(WHAT TO WORK ON):
How many lines in the records below contain the string "avocado"? Case counts. Give only the number.

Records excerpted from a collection

+---+

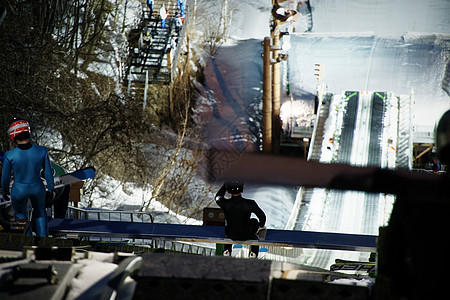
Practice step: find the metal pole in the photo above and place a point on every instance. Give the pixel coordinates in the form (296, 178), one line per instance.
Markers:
(276, 89)
(145, 90)
(267, 100)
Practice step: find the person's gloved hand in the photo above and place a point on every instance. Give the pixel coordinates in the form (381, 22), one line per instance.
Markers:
(49, 197)
(6, 197)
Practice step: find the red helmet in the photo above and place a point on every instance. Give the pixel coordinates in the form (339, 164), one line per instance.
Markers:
(17, 126)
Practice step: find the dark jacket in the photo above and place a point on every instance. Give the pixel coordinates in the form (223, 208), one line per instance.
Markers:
(238, 210)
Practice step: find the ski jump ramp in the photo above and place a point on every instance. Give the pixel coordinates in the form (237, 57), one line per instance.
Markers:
(211, 234)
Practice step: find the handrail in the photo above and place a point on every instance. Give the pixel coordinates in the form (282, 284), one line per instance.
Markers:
(76, 212)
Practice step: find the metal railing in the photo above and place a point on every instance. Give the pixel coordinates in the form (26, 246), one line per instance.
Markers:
(108, 215)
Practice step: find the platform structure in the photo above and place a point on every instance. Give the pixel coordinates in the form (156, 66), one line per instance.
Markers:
(210, 234)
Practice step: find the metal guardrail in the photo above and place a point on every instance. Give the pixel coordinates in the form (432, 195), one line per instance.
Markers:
(108, 215)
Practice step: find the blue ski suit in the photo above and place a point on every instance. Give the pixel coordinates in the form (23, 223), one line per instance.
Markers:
(26, 162)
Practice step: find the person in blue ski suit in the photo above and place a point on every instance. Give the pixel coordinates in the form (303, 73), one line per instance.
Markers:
(26, 162)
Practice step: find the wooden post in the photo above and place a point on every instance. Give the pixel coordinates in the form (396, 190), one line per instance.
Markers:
(267, 100)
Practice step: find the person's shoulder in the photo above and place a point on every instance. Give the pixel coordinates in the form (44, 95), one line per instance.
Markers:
(10, 152)
(249, 201)
(39, 148)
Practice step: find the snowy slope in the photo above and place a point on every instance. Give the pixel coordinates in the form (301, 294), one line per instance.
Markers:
(368, 62)
(381, 16)
(396, 46)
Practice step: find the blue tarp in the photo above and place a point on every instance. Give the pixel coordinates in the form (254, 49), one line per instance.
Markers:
(287, 238)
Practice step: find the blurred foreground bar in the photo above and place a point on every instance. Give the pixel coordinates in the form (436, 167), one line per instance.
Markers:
(278, 170)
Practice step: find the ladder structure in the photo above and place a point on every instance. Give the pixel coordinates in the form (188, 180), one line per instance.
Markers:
(153, 48)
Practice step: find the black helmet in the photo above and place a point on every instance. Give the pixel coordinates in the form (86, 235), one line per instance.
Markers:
(443, 138)
(235, 187)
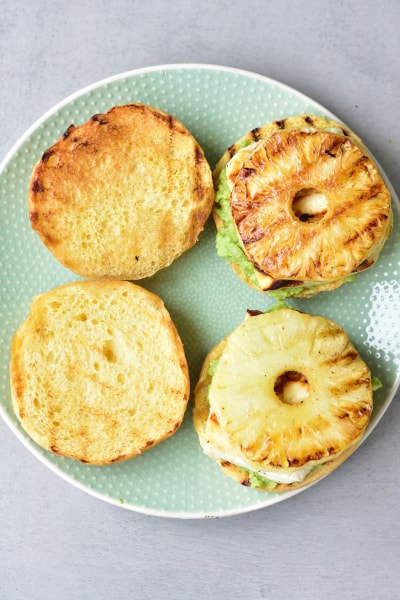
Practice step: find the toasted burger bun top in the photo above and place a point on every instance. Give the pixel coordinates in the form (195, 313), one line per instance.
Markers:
(123, 195)
(98, 371)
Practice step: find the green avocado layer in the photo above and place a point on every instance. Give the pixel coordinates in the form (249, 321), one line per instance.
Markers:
(227, 241)
(229, 247)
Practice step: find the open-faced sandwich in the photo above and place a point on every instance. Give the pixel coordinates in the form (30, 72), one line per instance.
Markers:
(283, 400)
(300, 206)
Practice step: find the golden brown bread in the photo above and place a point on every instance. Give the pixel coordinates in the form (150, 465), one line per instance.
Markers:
(98, 371)
(123, 195)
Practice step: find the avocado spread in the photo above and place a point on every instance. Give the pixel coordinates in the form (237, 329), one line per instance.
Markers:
(229, 247)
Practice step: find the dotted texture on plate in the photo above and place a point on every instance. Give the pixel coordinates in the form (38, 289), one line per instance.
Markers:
(205, 298)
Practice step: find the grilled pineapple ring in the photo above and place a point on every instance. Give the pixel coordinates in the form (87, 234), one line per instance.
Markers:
(299, 189)
(290, 393)
(310, 206)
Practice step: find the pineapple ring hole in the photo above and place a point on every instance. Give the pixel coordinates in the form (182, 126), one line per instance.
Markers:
(309, 205)
(292, 388)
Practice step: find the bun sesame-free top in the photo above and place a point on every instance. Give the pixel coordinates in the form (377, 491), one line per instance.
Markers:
(123, 195)
(98, 371)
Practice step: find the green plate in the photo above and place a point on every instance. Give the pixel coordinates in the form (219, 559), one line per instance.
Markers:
(205, 298)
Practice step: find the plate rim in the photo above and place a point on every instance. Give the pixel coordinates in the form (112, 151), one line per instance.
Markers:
(29, 444)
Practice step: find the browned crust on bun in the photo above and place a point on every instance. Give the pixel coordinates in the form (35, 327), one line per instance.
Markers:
(98, 372)
(122, 195)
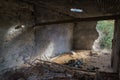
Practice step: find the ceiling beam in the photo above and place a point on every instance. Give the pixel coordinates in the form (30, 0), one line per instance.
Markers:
(111, 17)
(48, 7)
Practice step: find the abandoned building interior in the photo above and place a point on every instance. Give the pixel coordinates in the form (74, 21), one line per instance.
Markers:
(56, 40)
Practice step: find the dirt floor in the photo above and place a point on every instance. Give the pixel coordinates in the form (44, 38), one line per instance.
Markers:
(101, 60)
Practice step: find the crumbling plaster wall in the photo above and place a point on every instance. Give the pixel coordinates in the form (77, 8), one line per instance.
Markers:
(84, 35)
(19, 42)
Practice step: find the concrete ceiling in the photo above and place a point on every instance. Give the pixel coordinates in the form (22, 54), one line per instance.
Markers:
(91, 8)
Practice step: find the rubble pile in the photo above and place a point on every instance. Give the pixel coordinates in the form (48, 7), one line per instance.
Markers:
(78, 63)
(44, 70)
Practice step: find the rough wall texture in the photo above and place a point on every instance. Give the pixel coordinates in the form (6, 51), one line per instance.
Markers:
(116, 47)
(20, 43)
(53, 40)
(16, 37)
(84, 35)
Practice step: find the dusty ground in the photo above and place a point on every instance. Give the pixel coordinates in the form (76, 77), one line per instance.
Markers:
(91, 58)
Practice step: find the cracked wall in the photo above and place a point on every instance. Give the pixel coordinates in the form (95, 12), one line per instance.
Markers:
(19, 42)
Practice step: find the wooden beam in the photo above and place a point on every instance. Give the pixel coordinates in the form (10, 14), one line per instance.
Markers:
(111, 17)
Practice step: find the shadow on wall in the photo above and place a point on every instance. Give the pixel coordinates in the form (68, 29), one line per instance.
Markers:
(17, 47)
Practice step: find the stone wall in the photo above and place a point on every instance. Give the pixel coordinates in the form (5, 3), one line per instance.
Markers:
(116, 47)
(84, 35)
(19, 42)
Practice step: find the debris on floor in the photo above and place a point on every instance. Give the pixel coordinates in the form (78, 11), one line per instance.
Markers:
(44, 70)
(89, 59)
(80, 64)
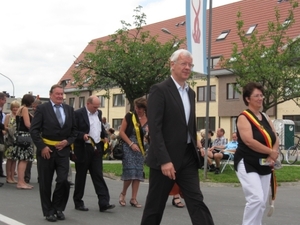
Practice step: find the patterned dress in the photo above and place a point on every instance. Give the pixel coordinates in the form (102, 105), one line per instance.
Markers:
(21, 152)
(133, 161)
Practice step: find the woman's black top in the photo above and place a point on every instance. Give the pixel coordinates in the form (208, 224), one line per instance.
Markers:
(251, 157)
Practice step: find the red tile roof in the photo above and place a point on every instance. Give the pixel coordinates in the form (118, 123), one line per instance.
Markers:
(224, 18)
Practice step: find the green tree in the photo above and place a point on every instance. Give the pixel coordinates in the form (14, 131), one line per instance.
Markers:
(270, 58)
(132, 59)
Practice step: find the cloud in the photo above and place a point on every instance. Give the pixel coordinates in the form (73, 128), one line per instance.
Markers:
(40, 38)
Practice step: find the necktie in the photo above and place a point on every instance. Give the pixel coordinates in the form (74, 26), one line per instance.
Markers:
(58, 115)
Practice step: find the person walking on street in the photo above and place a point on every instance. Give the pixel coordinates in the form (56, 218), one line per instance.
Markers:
(256, 153)
(173, 155)
(53, 130)
(88, 149)
(2, 128)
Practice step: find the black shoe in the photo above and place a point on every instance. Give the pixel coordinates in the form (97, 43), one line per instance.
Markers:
(51, 218)
(82, 208)
(104, 208)
(60, 215)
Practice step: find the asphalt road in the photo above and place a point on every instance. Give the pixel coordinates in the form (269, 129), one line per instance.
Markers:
(226, 203)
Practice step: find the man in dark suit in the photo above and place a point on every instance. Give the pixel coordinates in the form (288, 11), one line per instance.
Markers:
(53, 131)
(89, 152)
(172, 155)
(2, 128)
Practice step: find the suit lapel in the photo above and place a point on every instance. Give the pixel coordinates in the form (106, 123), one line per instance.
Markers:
(175, 93)
(192, 105)
(51, 111)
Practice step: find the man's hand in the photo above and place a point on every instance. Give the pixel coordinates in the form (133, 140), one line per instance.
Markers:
(61, 145)
(168, 170)
(46, 152)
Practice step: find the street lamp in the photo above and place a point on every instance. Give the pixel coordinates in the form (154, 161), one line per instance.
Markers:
(11, 83)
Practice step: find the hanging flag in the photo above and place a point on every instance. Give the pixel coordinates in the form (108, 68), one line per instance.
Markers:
(196, 33)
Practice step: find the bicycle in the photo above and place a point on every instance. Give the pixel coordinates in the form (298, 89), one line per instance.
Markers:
(291, 155)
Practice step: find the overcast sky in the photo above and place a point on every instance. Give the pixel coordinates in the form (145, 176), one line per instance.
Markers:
(39, 38)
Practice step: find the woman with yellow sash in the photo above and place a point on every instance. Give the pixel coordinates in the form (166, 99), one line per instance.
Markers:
(256, 153)
(133, 128)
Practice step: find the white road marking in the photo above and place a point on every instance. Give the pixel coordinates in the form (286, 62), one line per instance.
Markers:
(9, 221)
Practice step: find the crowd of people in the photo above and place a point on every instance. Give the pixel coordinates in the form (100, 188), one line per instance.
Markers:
(59, 134)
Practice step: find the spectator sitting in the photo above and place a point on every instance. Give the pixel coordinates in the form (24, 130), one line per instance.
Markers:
(223, 154)
(210, 165)
(218, 144)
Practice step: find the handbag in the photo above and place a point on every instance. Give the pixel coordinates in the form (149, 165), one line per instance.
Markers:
(118, 151)
(22, 141)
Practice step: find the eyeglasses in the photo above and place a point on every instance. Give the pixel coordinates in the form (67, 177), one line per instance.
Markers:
(258, 96)
(186, 64)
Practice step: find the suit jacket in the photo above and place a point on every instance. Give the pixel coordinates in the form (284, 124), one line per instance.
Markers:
(167, 125)
(45, 125)
(83, 127)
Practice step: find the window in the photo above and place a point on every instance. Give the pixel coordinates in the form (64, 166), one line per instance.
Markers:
(211, 123)
(296, 119)
(118, 100)
(81, 102)
(117, 124)
(201, 93)
(286, 22)
(232, 92)
(214, 61)
(223, 35)
(72, 102)
(251, 29)
(102, 101)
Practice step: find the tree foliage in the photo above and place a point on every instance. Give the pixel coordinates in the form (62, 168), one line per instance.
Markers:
(132, 59)
(271, 58)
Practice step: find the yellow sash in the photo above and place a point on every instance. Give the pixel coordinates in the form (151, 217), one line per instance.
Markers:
(259, 126)
(137, 131)
(53, 143)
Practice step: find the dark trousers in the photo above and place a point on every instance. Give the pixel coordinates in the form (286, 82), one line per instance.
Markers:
(46, 168)
(92, 163)
(187, 179)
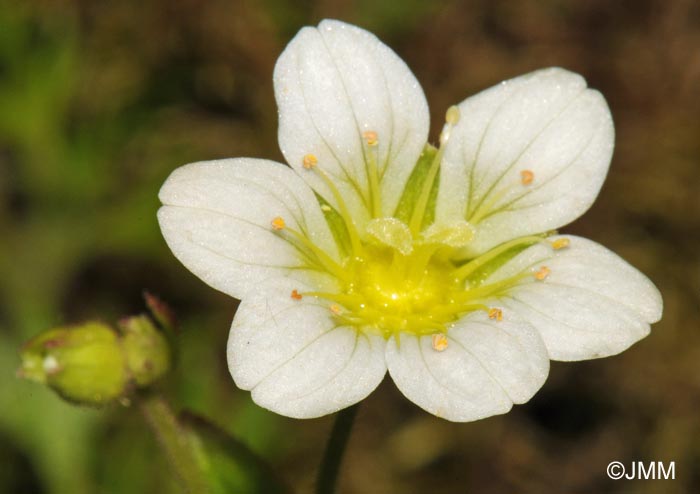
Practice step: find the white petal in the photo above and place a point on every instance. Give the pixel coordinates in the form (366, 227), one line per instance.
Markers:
(295, 358)
(334, 82)
(592, 304)
(486, 367)
(547, 123)
(217, 218)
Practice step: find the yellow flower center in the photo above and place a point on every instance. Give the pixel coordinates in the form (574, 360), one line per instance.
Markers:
(399, 275)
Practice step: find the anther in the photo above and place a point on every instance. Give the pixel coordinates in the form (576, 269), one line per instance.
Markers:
(542, 273)
(560, 243)
(439, 342)
(452, 115)
(526, 177)
(371, 138)
(451, 118)
(278, 223)
(496, 314)
(310, 160)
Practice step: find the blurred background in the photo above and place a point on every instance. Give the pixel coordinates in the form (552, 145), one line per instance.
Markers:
(100, 101)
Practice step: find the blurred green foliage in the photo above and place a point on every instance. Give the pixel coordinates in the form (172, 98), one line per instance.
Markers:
(99, 101)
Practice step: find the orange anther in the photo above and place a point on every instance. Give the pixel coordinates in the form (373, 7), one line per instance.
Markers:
(439, 342)
(278, 223)
(542, 273)
(526, 177)
(310, 161)
(560, 243)
(496, 313)
(370, 137)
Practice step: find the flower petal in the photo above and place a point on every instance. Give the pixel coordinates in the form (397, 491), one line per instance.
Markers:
(217, 218)
(591, 304)
(526, 156)
(486, 367)
(295, 357)
(332, 84)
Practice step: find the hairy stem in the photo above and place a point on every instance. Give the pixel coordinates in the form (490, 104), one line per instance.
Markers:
(333, 455)
(176, 442)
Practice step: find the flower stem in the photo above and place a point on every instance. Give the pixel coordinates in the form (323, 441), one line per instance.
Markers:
(333, 455)
(176, 442)
(265, 477)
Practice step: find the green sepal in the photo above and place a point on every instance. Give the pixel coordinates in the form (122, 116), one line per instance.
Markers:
(146, 350)
(84, 364)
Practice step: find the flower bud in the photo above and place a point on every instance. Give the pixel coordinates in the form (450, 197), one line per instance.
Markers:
(146, 350)
(84, 364)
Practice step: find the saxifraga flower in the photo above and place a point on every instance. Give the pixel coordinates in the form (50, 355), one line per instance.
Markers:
(376, 251)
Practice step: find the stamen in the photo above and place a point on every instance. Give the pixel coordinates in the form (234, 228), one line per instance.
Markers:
(560, 243)
(542, 273)
(370, 137)
(342, 208)
(310, 160)
(278, 223)
(451, 118)
(439, 342)
(491, 289)
(496, 314)
(372, 140)
(464, 271)
(326, 261)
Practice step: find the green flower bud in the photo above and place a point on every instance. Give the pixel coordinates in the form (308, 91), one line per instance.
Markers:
(84, 364)
(146, 350)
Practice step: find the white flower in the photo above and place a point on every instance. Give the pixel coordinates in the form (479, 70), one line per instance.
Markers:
(375, 251)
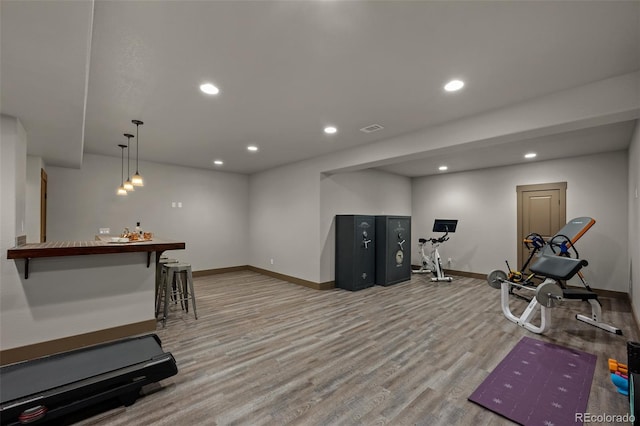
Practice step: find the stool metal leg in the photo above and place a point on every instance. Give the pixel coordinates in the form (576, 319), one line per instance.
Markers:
(193, 294)
(168, 289)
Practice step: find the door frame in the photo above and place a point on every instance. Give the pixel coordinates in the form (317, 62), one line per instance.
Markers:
(520, 190)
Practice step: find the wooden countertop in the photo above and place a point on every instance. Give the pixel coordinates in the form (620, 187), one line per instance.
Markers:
(77, 248)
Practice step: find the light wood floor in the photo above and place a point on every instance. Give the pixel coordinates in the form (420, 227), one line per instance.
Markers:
(267, 352)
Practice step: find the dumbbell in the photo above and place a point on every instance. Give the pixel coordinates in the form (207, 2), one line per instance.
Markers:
(546, 293)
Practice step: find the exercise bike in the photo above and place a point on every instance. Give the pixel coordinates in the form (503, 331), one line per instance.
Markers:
(432, 263)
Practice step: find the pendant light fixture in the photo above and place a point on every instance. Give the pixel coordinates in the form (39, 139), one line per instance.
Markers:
(127, 184)
(121, 190)
(136, 180)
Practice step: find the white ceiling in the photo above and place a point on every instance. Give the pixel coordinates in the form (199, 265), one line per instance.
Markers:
(288, 68)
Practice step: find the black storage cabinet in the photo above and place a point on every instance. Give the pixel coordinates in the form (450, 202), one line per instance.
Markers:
(393, 249)
(355, 251)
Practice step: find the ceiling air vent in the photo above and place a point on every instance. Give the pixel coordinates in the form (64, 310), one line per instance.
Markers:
(372, 128)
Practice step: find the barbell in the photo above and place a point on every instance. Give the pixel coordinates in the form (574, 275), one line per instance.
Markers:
(546, 293)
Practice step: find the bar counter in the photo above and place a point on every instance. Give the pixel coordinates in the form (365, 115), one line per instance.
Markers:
(77, 293)
(80, 248)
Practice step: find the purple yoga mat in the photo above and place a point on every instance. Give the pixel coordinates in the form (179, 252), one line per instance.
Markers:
(539, 383)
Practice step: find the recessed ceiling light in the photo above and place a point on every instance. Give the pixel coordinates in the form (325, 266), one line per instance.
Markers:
(209, 89)
(454, 85)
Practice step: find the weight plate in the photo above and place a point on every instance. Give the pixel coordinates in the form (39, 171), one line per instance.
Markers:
(547, 294)
(496, 277)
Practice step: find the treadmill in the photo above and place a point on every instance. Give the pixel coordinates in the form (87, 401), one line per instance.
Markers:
(43, 389)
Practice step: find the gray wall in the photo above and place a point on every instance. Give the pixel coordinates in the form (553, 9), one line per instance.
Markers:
(485, 203)
(212, 221)
(32, 218)
(634, 219)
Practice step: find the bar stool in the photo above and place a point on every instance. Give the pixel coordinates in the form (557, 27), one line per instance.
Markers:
(177, 280)
(160, 271)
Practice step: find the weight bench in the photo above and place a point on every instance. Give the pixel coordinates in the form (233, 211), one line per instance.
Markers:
(549, 293)
(559, 268)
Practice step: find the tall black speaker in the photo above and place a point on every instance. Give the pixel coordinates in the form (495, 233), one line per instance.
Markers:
(355, 252)
(393, 249)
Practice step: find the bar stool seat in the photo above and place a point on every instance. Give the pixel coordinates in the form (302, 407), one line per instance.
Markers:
(177, 280)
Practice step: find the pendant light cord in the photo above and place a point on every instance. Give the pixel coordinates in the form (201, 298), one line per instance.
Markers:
(137, 147)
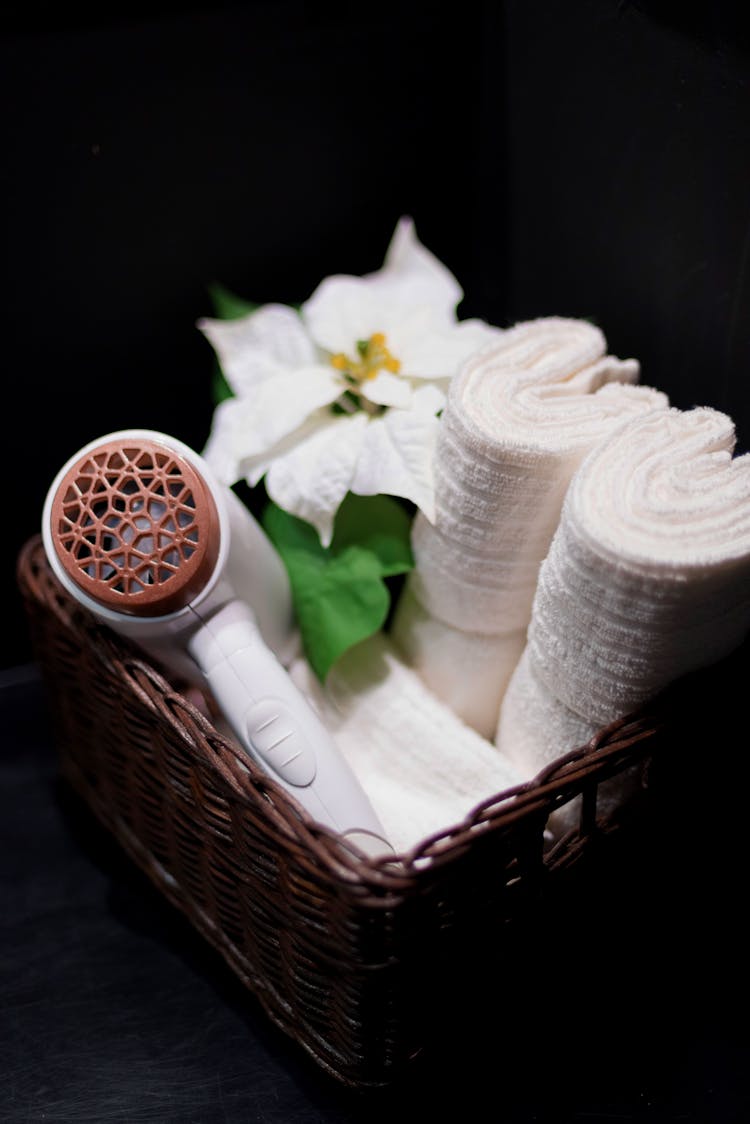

+---+

(ANSWER TO THE EXERCISE):
2